### Dataset

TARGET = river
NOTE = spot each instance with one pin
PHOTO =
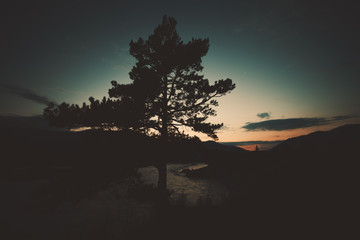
(190, 191)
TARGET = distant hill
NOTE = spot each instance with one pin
(344, 138)
(222, 147)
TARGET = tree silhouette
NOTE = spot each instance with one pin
(167, 92)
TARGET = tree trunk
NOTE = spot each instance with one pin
(162, 170)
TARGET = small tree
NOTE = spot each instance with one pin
(166, 92)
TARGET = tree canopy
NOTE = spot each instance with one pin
(167, 90)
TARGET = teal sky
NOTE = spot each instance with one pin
(291, 60)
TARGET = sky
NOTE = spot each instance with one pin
(296, 64)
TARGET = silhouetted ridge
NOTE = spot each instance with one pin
(218, 146)
(344, 138)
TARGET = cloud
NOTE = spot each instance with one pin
(264, 115)
(291, 123)
(25, 93)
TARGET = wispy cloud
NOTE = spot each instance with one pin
(264, 115)
(291, 123)
(25, 93)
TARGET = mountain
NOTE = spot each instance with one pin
(218, 146)
(341, 139)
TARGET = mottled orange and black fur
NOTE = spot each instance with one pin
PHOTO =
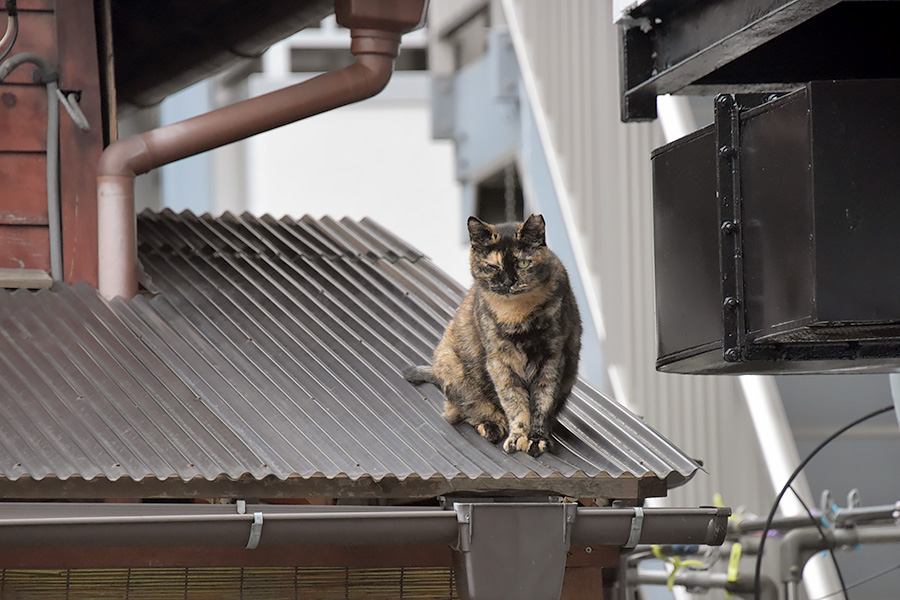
(509, 358)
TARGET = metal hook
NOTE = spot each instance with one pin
(70, 103)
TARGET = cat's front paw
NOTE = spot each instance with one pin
(515, 441)
(538, 445)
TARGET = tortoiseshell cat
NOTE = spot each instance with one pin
(509, 358)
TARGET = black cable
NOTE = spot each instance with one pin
(762, 542)
(856, 584)
(12, 13)
(815, 521)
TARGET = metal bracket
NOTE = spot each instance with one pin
(637, 525)
(255, 526)
(464, 518)
(730, 230)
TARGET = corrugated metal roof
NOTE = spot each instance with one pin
(265, 361)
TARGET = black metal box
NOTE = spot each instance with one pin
(777, 235)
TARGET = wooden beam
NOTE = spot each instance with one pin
(79, 150)
(25, 278)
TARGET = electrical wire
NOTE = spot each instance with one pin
(12, 29)
(762, 542)
(865, 580)
(815, 521)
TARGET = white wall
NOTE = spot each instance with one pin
(374, 159)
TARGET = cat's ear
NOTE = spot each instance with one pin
(531, 232)
(481, 233)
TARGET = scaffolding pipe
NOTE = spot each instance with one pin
(800, 545)
(375, 29)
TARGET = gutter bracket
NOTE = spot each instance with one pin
(637, 526)
(255, 531)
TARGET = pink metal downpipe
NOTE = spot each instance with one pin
(376, 28)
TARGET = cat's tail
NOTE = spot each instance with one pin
(420, 374)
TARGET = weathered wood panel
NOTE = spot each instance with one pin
(24, 247)
(23, 182)
(23, 118)
(80, 151)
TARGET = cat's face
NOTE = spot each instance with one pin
(510, 258)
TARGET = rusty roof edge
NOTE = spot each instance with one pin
(413, 487)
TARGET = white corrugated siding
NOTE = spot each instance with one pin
(571, 49)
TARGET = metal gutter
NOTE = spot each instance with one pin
(142, 525)
(375, 31)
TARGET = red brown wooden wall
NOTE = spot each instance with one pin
(63, 32)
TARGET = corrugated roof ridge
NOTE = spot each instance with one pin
(267, 293)
(215, 362)
(76, 391)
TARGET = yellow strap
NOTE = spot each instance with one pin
(733, 561)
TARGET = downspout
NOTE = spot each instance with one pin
(375, 27)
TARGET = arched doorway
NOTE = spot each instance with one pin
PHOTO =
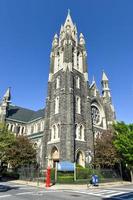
(80, 158)
(54, 156)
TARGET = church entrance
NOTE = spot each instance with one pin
(54, 156)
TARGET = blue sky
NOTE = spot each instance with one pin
(27, 28)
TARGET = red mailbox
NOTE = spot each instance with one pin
(48, 173)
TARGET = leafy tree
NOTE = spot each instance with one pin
(124, 143)
(15, 150)
(105, 152)
(22, 152)
(6, 141)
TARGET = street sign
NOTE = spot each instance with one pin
(65, 166)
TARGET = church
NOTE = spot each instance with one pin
(75, 111)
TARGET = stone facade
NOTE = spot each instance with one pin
(75, 112)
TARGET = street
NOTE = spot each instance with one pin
(11, 191)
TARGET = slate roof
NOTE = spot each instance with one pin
(23, 114)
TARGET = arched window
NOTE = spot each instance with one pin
(95, 115)
(38, 127)
(8, 125)
(32, 129)
(17, 130)
(77, 82)
(55, 132)
(80, 132)
(57, 82)
(57, 105)
(78, 105)
(22, 130)
(42, 126)
(80, 159)
(11, 128)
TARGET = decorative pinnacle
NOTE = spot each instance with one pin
(104, 76)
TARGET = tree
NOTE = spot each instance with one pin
(105, 152)
(15, 150)
(6, 141)
(124, 144)
(22, 152)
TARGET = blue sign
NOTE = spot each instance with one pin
(65, 166)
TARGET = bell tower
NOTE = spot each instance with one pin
(68, 125)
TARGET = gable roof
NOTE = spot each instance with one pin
(23, 114)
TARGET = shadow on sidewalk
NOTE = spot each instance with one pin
(125, 196)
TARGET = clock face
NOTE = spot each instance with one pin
(95, 115)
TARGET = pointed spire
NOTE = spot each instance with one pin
(68, 21)
(55, 40)
(104, 76)
(7, 95)
(93, 80)
(81, 39)
(61, 29)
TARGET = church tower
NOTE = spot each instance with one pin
(4, 104)
(68, 124)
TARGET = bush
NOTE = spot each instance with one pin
(83, 173)
(10, 175)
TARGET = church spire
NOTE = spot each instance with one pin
(105, 86)
(68, 52)
(68, 21)
(7, 95)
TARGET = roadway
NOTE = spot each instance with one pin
(12, 191)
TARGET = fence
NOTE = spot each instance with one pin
(83, 175)
(31, 174)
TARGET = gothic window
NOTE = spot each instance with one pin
(17, 129)
(38, 127)
(57, 105)
(78, 105)
(11, 128)
(57, 82)
(55, 132)
(77, 82)
(8, 125)
(32, 129)
(95, 115)
(79, 132)
(22, 130)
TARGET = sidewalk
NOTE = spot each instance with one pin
(71, 186)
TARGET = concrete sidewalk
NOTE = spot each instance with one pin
(71, 186)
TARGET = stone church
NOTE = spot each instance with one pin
(75, 111)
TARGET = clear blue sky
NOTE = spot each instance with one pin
(27, 28)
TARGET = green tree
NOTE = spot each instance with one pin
(6, 141)
(124, 143)
(105, 152)
(15, 150)
(22, 152)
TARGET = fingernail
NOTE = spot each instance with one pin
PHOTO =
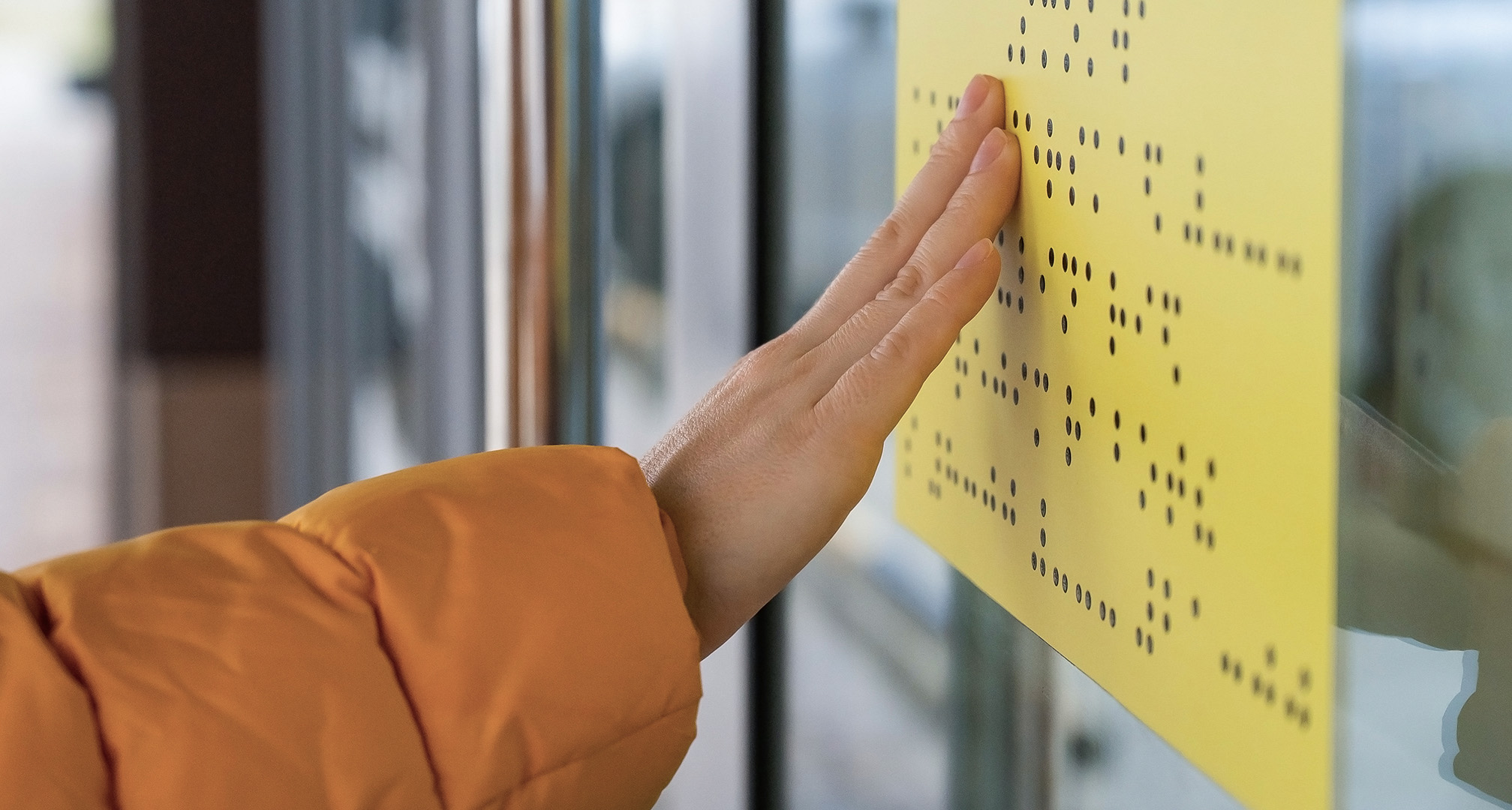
(974, 95)
(989, 150)
(975, 254)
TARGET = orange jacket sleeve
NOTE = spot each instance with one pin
(500, 631)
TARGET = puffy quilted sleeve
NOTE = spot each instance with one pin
(500, 631)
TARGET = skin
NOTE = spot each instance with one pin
(762, 472)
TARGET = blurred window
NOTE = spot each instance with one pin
(56, 287)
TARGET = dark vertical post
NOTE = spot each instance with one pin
(768, 245)
(578, 160)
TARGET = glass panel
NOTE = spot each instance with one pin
(636, 400)
(1426, 430)
(386, 212)
(908, 688)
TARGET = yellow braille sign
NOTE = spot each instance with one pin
(1133, 448)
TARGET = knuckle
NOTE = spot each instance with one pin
(908, 284)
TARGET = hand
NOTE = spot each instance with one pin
(761, 473)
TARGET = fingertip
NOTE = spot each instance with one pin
(975, 256)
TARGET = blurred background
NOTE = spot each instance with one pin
(257, 248)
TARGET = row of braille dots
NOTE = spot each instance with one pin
(1069, 265)
(933, 487)
(1065, 61)
(1120, 320)
(1062, 580)
(969, 485)
(1005, 295)
(951, 102)
(1147, 637)
(1092, 5)
(1054, 159)
(1263, 685)
(1175, 481)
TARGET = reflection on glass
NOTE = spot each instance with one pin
(912, 689)
(386, 214)
(1426, 428)
(636, 398)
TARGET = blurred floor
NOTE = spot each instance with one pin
(55, 306)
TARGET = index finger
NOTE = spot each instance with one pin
(981, 110)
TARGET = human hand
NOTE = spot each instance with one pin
(761, 473)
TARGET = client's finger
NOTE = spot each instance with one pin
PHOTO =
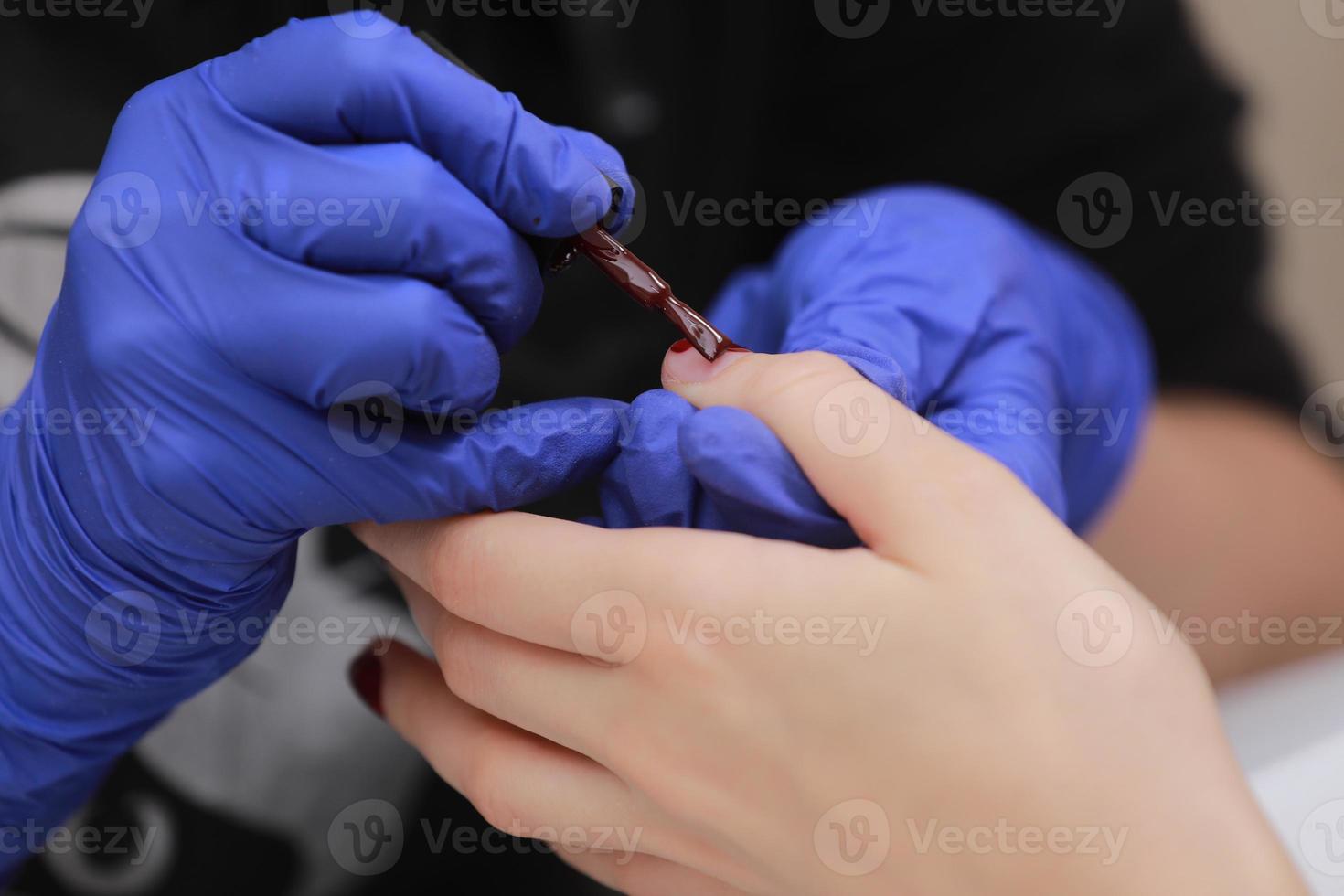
(520, 784)
(557, 695)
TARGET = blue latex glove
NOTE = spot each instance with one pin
(183, 432)
(951, 305)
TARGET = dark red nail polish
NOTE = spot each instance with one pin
(366, 676)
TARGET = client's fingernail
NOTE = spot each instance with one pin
(683, 364)
(366, 676)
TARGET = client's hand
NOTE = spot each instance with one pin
(715, 713)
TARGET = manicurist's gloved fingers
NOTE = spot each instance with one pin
(1006, 402)
(648, 484)
(391, 208)
(317, 82)
(317, 335)
(391, 468)
(901, 288)
(754, 484)
(609, 162)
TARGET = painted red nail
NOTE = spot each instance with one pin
(366, 676)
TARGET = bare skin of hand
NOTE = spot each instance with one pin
(974, 703)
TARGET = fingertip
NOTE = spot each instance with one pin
(683, 367)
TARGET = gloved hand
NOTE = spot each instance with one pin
(992, 332)
(283, 246)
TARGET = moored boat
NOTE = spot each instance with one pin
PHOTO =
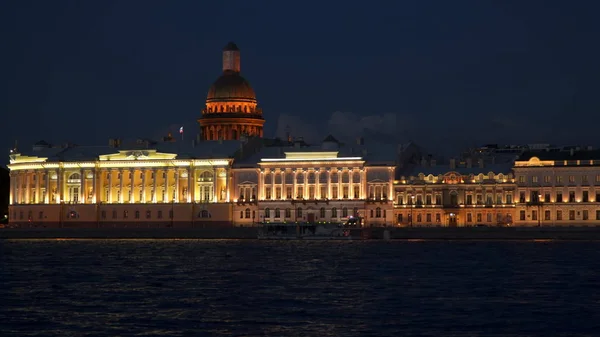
(350, 230)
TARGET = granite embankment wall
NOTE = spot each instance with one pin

######

- _About this task_:
Beginning with the line above that contains "TARGET = black cable" and ending with the line that contains "TARGET = leafy tree", quote each line exactly, keeping out the pictures.

- _Result_:
TARGET = black cable
NOTE = spot each instance with one pin
(762, 542)
(856, 584)
(12, 13)
(815, 521)
TARGET = metal bracket
NOTE = spot each instance with one pin
(637, 525)
(255, 526)
(464, 518)
(730, 230)
TARGET = corrugated metal roof
NOTE = spot each instance with one pin
(265, 361)
TARGET = black metal box
NOTE = spot each instance with one pin
(777, 235)
TARGET = wooden beam
NOTE = spot each instance with one pin
(79, 150)
(25, 278)
TARGET = electrical wire
NOTE = spot each instance with one pin
(12, 29)
(762, 542)
(865, 580)
(815, 521)
TARGET = white wall
NOTE = spot each instance with one pin
(374, 159)
TARGET = cat's ear
NOTE = spot each instance with one pin
(531, 232)
(481, 233)
TARGET = scaffolding pipe
NOTE = spot each instance with one pin
(800, 545)
(375, 29)
TARGET = gutter bracket
NOTE = spot each instance with one pin
(637, 526)
(255, 531)
TARGET = pink metal downpipe
NOTE = spot each instance with one pin
(376, 28)
TARGET = cat's tail
NOTE = spot each instance with one pin
(420, 374)
TARGET = weathered wood panel
NOTE = spot each instance with one pin
(24, 247)
(23, 182)
(23, 118)
(80, 151)
TARGET = cat's face
NOTE = spot each instance with one pin
(510, 258)
TARGET = rusty roof edge
NOTE = spot each instance with one pin
(413, 487)
TARGET = white corrugated siding
NOTE = spot each instance with one pin
(571, 49)
TARGET = metal gutter
NOTE = spot each instance with one pin
(142, 525)
(375, 31)
TARGET = red brown wooden wall
NOTE = spot each instance with one pin
(63, 32)
TARGET = corrugated roof ridge
NOTE = spot each instance with one pin
(267, 293)
(215, 362)
(76, 391)
TARGET = yellow strap
NOTE = spot each instance with one pin
(733, 561)
TARGET = downspout
NOTE = spot each instance with one pin
(375, 27)
TARGET = arched doorway
NOTE = spot each instance with one pin
PHOTO =
(80, 158)
(54, 156)
TARGET = church entrance
NOTE = spot each instance with one pin
(54, 156)
TARGET = blue sky
NOTE = spot each instance with one pin
(27, 28)
TARGET = red mailbox
NOTE = spot each instance with one pin
(48, 173)
TARGET = leafy tree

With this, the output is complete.